*Dataset items on where objects are located:*
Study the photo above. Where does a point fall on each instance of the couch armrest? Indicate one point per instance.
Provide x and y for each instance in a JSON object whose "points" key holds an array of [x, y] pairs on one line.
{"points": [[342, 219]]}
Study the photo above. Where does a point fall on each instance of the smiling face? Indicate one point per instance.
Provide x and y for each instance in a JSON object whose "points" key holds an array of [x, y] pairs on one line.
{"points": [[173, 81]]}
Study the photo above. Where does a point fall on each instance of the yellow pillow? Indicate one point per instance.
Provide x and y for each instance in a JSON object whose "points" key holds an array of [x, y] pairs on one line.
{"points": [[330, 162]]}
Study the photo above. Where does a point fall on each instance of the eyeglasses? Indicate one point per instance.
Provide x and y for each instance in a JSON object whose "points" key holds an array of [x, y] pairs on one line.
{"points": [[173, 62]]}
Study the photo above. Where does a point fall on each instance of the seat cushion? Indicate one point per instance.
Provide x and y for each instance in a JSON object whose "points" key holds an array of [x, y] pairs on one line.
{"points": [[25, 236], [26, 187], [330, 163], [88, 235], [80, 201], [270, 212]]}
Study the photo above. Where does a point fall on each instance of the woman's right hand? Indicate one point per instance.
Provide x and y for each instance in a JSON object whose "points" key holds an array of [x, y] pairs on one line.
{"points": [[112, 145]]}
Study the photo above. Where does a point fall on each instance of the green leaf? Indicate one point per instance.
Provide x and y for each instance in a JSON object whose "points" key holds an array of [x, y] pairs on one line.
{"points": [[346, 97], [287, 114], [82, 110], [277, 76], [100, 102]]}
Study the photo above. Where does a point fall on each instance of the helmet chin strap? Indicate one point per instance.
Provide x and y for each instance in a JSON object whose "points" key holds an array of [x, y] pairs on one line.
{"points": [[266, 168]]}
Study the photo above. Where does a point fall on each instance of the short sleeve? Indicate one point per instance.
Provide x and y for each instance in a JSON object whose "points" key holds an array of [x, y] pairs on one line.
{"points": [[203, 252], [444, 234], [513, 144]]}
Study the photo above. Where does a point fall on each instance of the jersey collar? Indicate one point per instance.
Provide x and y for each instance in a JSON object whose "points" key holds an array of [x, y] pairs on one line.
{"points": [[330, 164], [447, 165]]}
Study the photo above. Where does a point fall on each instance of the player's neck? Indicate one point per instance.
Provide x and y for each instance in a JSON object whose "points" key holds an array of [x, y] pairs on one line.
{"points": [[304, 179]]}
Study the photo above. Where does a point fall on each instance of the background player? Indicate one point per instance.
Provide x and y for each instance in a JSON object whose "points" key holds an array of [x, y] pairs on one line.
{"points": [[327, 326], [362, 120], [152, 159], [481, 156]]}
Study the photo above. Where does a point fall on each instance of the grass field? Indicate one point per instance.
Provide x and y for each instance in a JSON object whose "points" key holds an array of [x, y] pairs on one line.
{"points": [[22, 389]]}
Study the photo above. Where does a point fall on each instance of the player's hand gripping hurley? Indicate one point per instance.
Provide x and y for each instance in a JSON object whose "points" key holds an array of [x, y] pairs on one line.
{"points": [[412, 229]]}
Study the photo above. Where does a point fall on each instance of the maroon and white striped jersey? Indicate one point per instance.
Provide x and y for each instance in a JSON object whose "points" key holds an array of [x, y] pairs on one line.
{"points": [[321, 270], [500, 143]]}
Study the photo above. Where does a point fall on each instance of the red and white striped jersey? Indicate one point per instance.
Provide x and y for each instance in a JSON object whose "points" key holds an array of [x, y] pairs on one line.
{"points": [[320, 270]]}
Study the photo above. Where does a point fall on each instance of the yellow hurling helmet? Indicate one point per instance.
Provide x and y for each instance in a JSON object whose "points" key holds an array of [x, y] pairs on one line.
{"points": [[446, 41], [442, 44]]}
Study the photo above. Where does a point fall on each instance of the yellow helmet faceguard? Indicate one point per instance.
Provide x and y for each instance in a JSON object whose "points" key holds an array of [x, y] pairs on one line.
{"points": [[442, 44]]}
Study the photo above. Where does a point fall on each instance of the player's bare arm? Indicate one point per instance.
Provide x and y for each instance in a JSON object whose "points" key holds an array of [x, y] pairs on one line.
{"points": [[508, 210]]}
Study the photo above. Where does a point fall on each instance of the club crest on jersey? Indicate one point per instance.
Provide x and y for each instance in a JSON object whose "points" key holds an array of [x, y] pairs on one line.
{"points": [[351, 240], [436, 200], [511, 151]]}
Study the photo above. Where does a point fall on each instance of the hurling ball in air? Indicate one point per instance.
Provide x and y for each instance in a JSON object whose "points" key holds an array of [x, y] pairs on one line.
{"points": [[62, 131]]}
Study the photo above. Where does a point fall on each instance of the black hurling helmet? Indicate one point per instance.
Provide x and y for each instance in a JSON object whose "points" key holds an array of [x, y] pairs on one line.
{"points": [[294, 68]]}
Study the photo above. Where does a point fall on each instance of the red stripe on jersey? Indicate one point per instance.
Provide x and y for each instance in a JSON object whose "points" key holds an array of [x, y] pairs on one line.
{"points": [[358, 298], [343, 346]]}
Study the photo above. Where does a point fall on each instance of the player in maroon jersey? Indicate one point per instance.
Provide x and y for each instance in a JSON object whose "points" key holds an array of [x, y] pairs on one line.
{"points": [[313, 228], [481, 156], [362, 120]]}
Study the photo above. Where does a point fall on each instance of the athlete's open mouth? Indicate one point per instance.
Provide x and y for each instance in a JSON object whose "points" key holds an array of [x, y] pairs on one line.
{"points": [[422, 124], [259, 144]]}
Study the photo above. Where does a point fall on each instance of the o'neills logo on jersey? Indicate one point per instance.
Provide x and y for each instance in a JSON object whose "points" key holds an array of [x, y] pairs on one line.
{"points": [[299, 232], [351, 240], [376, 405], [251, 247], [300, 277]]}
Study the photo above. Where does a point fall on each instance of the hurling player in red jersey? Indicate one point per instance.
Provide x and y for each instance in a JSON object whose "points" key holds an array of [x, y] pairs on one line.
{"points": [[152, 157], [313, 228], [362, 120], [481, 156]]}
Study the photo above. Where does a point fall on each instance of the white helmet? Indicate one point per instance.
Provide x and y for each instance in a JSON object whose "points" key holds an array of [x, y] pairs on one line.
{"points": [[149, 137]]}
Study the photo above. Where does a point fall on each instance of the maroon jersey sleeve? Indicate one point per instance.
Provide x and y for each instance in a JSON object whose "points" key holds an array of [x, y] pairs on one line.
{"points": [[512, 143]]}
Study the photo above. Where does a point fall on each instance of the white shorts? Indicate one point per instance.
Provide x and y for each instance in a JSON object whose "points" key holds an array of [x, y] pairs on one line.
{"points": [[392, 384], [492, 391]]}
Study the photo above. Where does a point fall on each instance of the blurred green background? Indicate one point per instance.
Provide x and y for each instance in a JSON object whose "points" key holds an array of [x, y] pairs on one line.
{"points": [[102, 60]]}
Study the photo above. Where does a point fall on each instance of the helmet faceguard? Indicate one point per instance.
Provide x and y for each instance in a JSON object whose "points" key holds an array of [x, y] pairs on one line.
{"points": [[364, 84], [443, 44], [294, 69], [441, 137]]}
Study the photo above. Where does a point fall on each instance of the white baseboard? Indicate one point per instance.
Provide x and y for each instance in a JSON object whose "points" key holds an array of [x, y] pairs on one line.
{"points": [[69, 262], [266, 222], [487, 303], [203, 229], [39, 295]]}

*OBJECTIVE:* Copy every item above word for word, without changing anything.

*RESPONSE FOR THIS EXERCISE:*
Study the photo above. Where does a point fall on each instance of the couch armrest? Indicate one point per instance.
Provide x and y for each instance in a JSON object whose "points" key holds an array of [x, y] pairs on one line.
{"points": [[342, 219]]}
Study the photo above. Where does a point fall on each instance of the smiling face? Indicate one point per instance.
Provide x and y for each instance in a JSON object whose "points" key holds an array of [x, y] pairs on one line.
{"points": [[173, 81]]}
Study the photo above. Where does a point fall on each instance of the yellow pillow? Indicate one point per instance.
Provide x and y for each instance in a JSON object whose "points" key holds an array of [x, y] pairs on one line.
{"points": [[330, 162]]}
Study the photo above. Where does a point fall on each instance of the eyeglasses? Indicate one point per instance.
Provide x and y for each instance in a JSON object whose "points" key holds an array of [x, y] pairs on one line.
{"points": [[173, 62]]}
Study the photo above. Where does a point fall on each instance of the seat cushion? Indicate one point per instance.
Provide x and y for each instance in a JSON object whose "points" key holds an array of [x, y] pairs on one line.
{"points": [[25, 236], [26, 187], [330, 163], [88, 235], [80, 201], [270, 212]]}
Study the photo above. Where does a point fall on each instance of the woman's right hand? Indicate one point per instance.
Provide x and y for each instance in a JSON object whose "points" key holds an array of [x, y] pairs on one line.
{"points": [[112, 145]]}
Study the photo above. Where does a point fall on each instance of the green leaf? Indicate one point per instance.
Provide x and y for each instance in a JSON object whose "points" key holds an array of [x, y] pairs on one line.
{"points": [[346, 97], [287, 114], [82, 110], [277, 76], [100, 102]]}
Study the photo above. Where does a point fall on each instance of the helmet chin strap? Indicate one point per instance.
Provide x and y for each instance in a JSON object whose "points" key holds an array of [x, y] pairs on one line.
{"points": [[266, 168]]}
Study the photo above. Where does a point fall on each instance of the short sleeve? Indicate one point per instance.
Provide x and y for each instance in a JSON object whose "points" key holds an array of [x, y] pairs on one line.
{"points": [[203, 252], [444, 234], [513, 144]]}
Study the photo above. Where does a point fall on each instance of the jersey collar? Indicate one point per instance.
Provide x and y for each instance in a JSON object whose "points" key holds an array of [x, y] pairs on one line.
{"points": [[330, 164], [447, 165]]}
Study the photo above. Where does a point fall on each instance of the player's neck? Indicate one point per instance.
Provide x and y for each instance in a JSON object whose "points" key holds an array of [x, y] pairs on one line.
{"points": [[304, 179]]}
Study the photo above. Where does a point fall on each instance of the background player? Indicate one point per instance.
Provide x and y for each instance in a JSON object whose "points" key holds an array of [x, y] pairs on one line.
{"points": [[327, 326], [362, 120], [152, 159], [481, 156]]}
Study the photo above. Where does a point fall on each instance of the grass field? Indicate one point per instance.
Provide x and y for each instance in a JSON object whose "points" key holds an array of [x, y] pairs on one line.
{"points": [[22, 389]]}
Study the photo above. Where does a point fall on each instance of the player's hand gripping hurley? Indicate one point per instance.
Provide x and y for each instance in a JSON object whose "points" key holds an array of [x, y] pairs on one line.
{"points": [[412, 229]]}
Study the photo above. Where does a point fall on each instance of the maroon and white striped jersey? Indicate one point per instance.
Provide x and y for each instance in a JSON object whose "points" key holds an array of [x, y] pairs on one line.
{"points": [[321, 270], [500, 143]]}
Study the photo above. Where does a point fall on each instance of the red and white striped jersey? Indicate one point per instance.
Provide x and y for each instance in a JSON object whose "points" key holds an array of [x, y] pairs on one line.
{"points": [[320, 270]]}
Study the photo above. Where does a point fall on each instance of the yellow hurling helmet? Indicate one point per instance.
Provide x and y for each instance in a JSON object whose "points" key holds an array of [x, y] pairs on one line.
{"points": [[446, 41], [442, 44]]}
Study the photo above. Where does a point fall on each instance of the yellow helmet faceguard? Indicate one point per instance.
Provide x and y for each instance in a JSON object whose "points" key holds an array of [x, y] pairs on one line.
{"points": [[442, 44]]}
Study the photo above. Where does a point fall on each instance of the player's bare arm? Indicate one point per instance.
Provide x and y for each instance in a JSON object whose "points" key holds an array of [x, y] pairs on one line.
{"points": [[508, 210]]}
Study the photo above. Where does a point fall on each instance of the club crest on jersey? Indicate one point per instance.
Provide x and y for each instance in a JSON object whose "points" key holds an array of [x, y] pairs on one line.
{"points": [[351, 240], [436, 200], [511, 151]]}
Study the photo above. Where does a point fall on each instance of the hurling ball in air? Indicate one point per instance.
Provide x and y for each instance in a JSON object whose "points" key holds an array of [x, y] pairs on one line.
{"points": [[62, 131]]}
Study the photo above. Where does a point fall on each instance of the black hurling helmet? Indicate one point per instance.
Provide x and y for each instance in a JSON object whose "points" key holds an array of [x, y] pairs on one line.
{"points": [[294, 68]]}
Study the photo above. Where does a point fall on each instance of the red stripe on jersey? Indicate one point per instance.
Provide x and y for each instance in a JSON object whose "points" key holds an array of [x, y] pairs on one line.
{"points": [[358, 298], [343, 346]]}
Study the photo above. Where does a point fall on each instance of the player in maroon jersey? Indicate one point per instance.
Provide x and y for each instance in a JSON object whose "points" key holds an array of [x, y] pairs on one line.
{"points": [[313, 228], [481, 156], [362, 120]]}
Study the photo above. Where does a point fall on each instance of the athlete's open mouth? Indicate one point per instance.
Provide x and y for each instance in a JSON object whose "points" key holds an array of [x, y] pairs on one line.
{"points": [[422, 124], [259, 144]]}
Study the photo above. Where does a point fall on each instance of the o'neills logo on jersey? Indicate one point per instance.
Provide x and y for each instance in a JSON object whose "points" key holds an array of [x, y] pairs on one line.
{"points": [[299, 232], [351, 240], [376, 405], [251, 247], [300, 277]]}
Study the photo above. Where does a point fall on each instance of the hurling player in red jersey? Indicate one point per instance.
Provide x and y for each instance in a JSON object whose "points" key holds an array of [x, y] pairs on one line.
{"points": [[152, 157], [313, 228], [362, 120], [481, 156]]}
Study the photo above. Where does a point fall on each instance of the white helmet? Indicate one point per instance.
Provide x and y for each instance in a JSON object whose "points" key holds an array of [x, y] pairs on one line.
{"points": [[149, 137]]}
Study the photo above. Where does a point fall on each instance of the maroon jersey sleeve? Indicate one point per instance.
Provide x and y for each instance in a JSON object whose "points" key holds an array of [x, y] pairs on one line.
{"points": [[512, 143]]}
Study the photo above. Where does a point fall on each instance of the white shorts? Indicate one point per instance.
Provide x and y for each instance in a JSON object whose "points" key holds an array of [x, y] pairs on one line.
{"points": [[392, 384], [492, 391]]}
Study the photo above. Where does a point fall on each instance of the blurred green background? Indicate one point per instance.
Provide x and y for each instance in a JSON object whose "points" key holds an array of [x, y] pairs on one line.
{"points": [[102, 60]]}
Study the photo above. Where does a point fall on each instance of the helmet faceguard? Indicate one point per instance.
Provide x and y for each instance in a JSON object whose "points" key holds an array of [x, y] pairs on one line.
{"points": [[364, 84], [443, 44], [294, 69], [441, 137]]}
Study the photo above. Where does a point fall on each instance of the white baseboard? Indicate one point per instance.
Provide x and y for each instance in a JSON object whose "points" key holds an array of [x, y] pairs on one line.
{"points": [[69, 262], [266, 222], [487, 303], [203, 229], [39, 295]]}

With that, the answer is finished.